--- Exercise data ---

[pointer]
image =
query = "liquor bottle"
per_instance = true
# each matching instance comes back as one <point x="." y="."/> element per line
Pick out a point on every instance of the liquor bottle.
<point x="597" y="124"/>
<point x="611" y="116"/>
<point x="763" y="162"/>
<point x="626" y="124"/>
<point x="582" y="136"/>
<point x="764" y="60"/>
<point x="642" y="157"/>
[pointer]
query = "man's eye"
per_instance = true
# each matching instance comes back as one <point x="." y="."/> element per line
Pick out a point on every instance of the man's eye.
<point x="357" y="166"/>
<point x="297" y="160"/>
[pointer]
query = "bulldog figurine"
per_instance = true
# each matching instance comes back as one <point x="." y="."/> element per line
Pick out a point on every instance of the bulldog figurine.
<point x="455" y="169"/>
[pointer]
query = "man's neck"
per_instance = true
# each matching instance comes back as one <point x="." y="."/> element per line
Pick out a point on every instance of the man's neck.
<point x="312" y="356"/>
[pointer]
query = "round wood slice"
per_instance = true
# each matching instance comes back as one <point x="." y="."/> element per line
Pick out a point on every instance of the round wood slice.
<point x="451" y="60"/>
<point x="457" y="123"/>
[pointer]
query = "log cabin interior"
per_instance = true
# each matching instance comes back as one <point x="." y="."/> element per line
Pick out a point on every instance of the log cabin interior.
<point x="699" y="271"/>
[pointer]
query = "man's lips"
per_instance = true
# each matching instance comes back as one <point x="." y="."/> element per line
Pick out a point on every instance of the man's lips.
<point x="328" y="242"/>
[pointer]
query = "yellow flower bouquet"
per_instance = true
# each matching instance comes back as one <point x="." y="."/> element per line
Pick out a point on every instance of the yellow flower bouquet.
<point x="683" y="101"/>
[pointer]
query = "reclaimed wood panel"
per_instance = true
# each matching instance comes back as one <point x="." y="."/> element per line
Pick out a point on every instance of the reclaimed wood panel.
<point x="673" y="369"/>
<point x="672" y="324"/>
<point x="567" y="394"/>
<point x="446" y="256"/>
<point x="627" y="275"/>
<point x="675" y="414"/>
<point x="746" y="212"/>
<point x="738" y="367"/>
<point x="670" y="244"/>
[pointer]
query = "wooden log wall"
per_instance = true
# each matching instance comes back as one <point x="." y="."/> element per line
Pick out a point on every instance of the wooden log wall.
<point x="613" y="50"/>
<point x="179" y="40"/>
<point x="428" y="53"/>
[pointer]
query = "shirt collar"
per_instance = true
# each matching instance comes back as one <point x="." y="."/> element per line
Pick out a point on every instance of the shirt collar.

---

- [Action item]
Which lines above hold the string "collar"? Copy each of them.

- [Output of the exercise]
query = "shirt collar"
Pick out a point on every instance of the shirt collar.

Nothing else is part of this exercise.